■ EXERCICE BREF 1:
Reproduisez à l'identique le passage de la liste qui s'étend de la ligne contenant « For the benchmark, mark every instance of the small twig » jusqu'à la fin de la liste, ces deux bornes comprises.

■ EXTRAIT CITÉ:

──────────────────────────────

1. Les raisons juridiques du rejet de la demande.

 La Commission européenne, le 6 septembre 2012, a rejeté la demande d’enregistrement de l’initiative citoyenne intitulée "UN MILLION DE SIGNATURES POUR UNE EUROPE SOLIDAIRE". 


Rappelons la définition de l'initiative citoyenne (ICE) introduite par le traité de Lisbonneune initiative présentée à la Commission conformément aux termes de l’article 2, paragraphe 1, du règlement (UE) n° 211/2011 du Parlement européen et du Conseil, du 16 février 2011, relatif à l’initiative citoyenne (JO L 65, p. 1), adopté sur le fondement de l’article 24, premier alinéa, TFUE.

Elle a pour objet d'inviter celle-ci à soumettre, dans le cadre de ses attributions, une proposition appropriée sur des questions pour lesquelles des citoyens considèrent qu’un acte juridique de l’Union est nécessaire aux fins de l’application des traités, et ayant recueilli le soutien d’au moins un million de signataires admissibles provenant d’au moins un quart de l’ensemble des États membres. 

L'objet de l'initiative est de consacrer dans la législation de l’Union européenne le « principe de l’état de nécessité, selon lequel, lorsque l’existence financière et politique d’un État est menacée du fait du remboursement d’une dette odieuse, le refus de paiement de cette dette est nécessaire et justifié ». La proposition d’ICE se réfère à la « politique économique et monétaire (articles 119 [TFUE] à 144 TFUE) » comme fondement juridique de son adoption.

──────────────────────────────

■ LISTE FOURNIE:
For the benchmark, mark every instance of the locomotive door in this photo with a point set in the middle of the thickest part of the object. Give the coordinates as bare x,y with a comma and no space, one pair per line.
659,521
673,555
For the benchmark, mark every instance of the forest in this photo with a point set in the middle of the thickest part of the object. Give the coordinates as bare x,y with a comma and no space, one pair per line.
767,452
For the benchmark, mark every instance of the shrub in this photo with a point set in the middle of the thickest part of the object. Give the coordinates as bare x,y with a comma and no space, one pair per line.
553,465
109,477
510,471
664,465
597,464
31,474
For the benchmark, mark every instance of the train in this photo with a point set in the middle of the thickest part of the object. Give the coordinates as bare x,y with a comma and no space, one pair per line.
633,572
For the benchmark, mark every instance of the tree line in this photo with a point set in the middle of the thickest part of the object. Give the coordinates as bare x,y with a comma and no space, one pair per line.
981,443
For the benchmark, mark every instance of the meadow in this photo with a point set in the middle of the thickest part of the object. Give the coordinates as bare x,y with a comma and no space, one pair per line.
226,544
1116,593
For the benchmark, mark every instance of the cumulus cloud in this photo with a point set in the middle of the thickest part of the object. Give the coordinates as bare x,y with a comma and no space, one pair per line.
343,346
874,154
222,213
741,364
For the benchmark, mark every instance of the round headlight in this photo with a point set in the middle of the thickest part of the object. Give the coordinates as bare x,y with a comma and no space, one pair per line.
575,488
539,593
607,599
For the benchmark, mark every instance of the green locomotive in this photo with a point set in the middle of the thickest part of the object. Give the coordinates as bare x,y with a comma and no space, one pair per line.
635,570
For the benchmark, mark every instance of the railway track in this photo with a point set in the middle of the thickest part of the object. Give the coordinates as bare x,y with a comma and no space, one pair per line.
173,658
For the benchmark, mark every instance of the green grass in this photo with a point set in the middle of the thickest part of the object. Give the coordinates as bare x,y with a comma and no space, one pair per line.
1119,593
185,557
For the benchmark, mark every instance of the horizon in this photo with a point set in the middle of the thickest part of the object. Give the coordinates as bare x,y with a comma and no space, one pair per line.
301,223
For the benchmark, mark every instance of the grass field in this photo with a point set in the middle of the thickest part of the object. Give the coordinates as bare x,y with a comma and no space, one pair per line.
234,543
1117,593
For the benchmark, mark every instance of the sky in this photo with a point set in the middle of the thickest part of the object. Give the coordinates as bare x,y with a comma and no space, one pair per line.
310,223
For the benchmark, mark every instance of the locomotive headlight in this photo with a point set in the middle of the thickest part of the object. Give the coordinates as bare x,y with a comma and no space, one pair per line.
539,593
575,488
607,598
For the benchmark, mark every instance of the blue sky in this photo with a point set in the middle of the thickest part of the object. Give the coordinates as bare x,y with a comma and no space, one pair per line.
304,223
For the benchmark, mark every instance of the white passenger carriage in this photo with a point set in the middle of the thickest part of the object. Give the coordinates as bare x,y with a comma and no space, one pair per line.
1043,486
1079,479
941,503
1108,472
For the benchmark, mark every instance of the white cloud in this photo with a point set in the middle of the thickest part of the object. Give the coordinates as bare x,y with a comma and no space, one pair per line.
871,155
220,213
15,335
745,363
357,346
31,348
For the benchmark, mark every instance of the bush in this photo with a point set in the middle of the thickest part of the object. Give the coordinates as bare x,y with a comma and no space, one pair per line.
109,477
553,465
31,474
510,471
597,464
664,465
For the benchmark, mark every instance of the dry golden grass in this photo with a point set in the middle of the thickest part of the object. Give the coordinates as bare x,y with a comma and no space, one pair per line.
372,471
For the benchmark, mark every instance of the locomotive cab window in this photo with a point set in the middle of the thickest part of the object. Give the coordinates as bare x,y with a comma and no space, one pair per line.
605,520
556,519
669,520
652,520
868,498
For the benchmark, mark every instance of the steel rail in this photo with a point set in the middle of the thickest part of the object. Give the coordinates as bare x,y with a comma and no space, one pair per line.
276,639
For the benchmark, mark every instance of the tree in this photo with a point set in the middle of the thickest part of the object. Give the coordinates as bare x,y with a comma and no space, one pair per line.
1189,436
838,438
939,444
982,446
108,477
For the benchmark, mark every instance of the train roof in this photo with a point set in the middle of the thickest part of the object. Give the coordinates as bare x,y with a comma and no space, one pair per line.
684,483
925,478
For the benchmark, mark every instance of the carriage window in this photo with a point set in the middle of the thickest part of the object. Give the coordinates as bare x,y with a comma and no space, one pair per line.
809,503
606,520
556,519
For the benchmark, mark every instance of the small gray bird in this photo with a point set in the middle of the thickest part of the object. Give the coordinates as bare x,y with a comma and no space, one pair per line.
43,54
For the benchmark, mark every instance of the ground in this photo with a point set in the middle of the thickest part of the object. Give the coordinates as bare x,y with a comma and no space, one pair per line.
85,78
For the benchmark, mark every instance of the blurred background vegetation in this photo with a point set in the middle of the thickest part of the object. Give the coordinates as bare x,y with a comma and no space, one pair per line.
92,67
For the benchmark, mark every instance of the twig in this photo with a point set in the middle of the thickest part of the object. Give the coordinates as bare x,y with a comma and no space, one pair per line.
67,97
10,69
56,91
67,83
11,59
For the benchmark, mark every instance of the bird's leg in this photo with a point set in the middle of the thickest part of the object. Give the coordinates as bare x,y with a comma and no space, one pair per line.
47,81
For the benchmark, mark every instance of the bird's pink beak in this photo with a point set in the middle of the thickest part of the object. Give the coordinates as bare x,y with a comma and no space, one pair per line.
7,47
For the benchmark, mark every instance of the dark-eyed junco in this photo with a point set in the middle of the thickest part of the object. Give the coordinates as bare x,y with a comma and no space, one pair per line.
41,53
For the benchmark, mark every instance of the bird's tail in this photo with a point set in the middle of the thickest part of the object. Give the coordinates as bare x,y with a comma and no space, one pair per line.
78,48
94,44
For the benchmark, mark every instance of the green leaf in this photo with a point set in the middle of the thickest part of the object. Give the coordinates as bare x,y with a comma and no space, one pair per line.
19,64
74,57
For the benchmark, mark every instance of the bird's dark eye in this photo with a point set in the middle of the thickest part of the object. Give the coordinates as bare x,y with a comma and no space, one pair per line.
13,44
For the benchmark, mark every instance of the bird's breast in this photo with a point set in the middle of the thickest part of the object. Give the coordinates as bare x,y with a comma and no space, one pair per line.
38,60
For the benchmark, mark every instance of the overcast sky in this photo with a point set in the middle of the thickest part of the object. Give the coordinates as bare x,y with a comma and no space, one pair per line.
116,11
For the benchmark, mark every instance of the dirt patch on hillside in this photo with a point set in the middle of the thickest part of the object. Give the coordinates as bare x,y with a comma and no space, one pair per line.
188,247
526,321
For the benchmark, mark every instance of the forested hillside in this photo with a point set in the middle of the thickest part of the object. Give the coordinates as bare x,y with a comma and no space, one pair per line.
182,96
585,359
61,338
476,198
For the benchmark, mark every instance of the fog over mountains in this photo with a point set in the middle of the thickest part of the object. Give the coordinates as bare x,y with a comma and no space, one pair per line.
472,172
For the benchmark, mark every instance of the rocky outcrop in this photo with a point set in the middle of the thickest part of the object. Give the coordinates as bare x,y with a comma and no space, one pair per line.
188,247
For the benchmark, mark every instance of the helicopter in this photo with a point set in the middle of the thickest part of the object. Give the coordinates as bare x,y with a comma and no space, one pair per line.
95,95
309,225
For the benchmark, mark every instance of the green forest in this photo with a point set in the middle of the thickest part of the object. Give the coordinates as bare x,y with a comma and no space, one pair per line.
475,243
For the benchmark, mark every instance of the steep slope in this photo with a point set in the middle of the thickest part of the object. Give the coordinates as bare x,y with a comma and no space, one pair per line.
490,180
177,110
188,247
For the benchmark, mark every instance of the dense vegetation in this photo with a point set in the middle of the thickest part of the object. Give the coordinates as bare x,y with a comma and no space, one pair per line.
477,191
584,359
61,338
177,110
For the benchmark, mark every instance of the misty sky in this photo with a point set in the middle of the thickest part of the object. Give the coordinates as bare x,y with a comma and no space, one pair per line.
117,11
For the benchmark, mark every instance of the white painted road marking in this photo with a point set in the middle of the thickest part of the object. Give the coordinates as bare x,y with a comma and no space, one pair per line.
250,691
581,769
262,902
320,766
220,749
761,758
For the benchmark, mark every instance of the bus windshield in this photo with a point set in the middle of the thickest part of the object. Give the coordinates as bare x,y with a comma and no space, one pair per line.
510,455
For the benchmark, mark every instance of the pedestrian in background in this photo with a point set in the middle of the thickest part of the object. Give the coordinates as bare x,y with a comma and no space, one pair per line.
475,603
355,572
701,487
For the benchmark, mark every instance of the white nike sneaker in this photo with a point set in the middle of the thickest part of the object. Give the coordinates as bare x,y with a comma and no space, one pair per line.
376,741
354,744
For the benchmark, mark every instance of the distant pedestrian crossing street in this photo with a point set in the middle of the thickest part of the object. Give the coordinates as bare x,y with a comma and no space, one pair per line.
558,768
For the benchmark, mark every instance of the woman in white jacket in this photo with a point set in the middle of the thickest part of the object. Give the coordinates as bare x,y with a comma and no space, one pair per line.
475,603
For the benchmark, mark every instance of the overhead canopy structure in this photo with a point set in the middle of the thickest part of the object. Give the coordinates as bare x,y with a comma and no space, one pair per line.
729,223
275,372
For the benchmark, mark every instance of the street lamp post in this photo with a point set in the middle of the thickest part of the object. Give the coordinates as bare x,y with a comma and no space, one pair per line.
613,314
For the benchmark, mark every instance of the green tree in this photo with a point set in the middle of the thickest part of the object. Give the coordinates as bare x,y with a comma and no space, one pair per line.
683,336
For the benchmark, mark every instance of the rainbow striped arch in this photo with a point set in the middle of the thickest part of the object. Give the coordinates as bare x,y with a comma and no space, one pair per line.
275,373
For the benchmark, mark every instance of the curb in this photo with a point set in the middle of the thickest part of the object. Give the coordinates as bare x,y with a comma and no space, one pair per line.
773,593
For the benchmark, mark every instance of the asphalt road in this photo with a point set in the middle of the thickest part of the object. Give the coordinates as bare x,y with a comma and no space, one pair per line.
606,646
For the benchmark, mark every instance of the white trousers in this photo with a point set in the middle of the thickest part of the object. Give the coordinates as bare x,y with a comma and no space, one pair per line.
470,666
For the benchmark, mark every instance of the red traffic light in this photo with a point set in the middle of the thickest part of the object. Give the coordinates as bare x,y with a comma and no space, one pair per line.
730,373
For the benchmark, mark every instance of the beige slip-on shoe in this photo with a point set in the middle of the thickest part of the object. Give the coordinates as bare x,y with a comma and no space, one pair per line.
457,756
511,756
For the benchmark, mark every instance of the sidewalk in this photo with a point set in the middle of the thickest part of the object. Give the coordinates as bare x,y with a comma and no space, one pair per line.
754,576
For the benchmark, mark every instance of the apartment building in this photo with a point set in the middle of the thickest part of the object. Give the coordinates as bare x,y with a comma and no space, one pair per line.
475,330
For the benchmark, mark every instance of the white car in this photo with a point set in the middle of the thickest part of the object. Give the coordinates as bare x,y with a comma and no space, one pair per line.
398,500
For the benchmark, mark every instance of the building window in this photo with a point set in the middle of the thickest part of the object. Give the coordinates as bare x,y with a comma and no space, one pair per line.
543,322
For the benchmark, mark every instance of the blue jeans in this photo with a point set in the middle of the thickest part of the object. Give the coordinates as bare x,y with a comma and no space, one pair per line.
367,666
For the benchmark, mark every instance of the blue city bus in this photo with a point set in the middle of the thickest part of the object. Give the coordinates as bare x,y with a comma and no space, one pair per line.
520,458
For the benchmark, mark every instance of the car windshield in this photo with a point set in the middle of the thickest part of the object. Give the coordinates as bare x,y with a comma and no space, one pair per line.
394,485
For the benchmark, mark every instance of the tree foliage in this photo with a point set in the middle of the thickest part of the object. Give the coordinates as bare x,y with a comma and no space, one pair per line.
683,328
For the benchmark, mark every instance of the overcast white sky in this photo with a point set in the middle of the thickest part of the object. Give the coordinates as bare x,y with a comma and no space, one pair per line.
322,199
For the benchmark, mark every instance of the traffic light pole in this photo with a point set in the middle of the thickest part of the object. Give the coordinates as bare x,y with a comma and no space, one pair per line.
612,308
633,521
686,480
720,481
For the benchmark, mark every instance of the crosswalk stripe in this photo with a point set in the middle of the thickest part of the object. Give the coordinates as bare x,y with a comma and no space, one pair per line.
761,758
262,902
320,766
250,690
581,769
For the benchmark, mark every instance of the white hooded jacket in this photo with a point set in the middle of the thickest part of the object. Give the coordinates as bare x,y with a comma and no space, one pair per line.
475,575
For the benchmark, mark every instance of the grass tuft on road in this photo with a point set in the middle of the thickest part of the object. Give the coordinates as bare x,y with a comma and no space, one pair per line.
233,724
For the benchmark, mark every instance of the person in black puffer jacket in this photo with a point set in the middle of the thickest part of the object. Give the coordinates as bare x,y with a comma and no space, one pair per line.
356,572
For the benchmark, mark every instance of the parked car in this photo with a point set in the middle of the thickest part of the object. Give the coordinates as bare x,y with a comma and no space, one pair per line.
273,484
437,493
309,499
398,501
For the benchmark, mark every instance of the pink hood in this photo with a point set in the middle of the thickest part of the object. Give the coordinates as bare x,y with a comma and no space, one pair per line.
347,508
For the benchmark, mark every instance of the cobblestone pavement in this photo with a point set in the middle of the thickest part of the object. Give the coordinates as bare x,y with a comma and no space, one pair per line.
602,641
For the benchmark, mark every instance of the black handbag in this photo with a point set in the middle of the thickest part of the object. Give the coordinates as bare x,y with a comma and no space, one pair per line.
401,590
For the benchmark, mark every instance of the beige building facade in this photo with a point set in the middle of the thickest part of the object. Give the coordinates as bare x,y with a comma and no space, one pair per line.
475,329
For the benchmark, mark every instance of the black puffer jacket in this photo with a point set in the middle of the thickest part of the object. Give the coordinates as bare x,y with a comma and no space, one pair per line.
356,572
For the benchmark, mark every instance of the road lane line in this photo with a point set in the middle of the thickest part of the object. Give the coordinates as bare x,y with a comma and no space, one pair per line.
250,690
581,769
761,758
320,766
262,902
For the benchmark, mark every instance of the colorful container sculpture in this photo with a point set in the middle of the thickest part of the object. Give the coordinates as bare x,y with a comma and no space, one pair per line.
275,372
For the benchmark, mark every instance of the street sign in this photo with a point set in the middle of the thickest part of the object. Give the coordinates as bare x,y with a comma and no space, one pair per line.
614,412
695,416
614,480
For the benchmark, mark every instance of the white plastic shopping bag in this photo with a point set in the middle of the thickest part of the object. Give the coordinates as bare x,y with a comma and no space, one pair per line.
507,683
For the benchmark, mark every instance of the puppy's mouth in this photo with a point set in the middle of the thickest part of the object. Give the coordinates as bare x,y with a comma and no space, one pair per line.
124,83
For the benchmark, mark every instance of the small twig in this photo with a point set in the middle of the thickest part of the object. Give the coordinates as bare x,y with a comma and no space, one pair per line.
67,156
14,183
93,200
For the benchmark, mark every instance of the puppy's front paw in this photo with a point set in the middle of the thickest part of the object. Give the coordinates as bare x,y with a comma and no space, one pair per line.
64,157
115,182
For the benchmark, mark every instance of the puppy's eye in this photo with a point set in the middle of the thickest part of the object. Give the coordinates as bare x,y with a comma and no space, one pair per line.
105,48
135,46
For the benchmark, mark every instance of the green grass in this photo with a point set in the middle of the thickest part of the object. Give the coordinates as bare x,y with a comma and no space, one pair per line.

──────────────────────────────

■ EXERCICE BREF 2:
Énumérez toutes les références à des articles que mentionne l'extrait cité.

■ RÉPONSE ATTENDUE 1:
For the benchmark, mark every instance of the small twig in this photo with a point set in the middle of the thickest part of the object. Give the coordinates as bare x,y with a comma and no space, one pair per line.
67,156
14,183
93,200
For the benchmark, mark every instance of the puppy's front paw in this photo with a point set in the middle of the thickest part of the object. Give the coordinates as bare x,y with a comma and no space, one pair per line.
64,157
115,182
For the benchmark, mark every instance of the puppy's eye in this photo with a point set in the middle of the thickest part of the object. Give the coordinates as bare x,y with a comma and no space, one pair per line.
105,48
135,46
For the benchmark, mark every instance of the green grass in this photo with a point set in the middle of the thickest part of the object. Give the coordinates as bare x,y with a comma and no space, one pair per line.

■ RÉPONSE ATTENDUE 2:
- article 2, paragraphe 1, du règlement (UE) n° 211/2011
- article 24, premier alinéa, TFUE
- articles 119 [TFUE] à 144 TFUE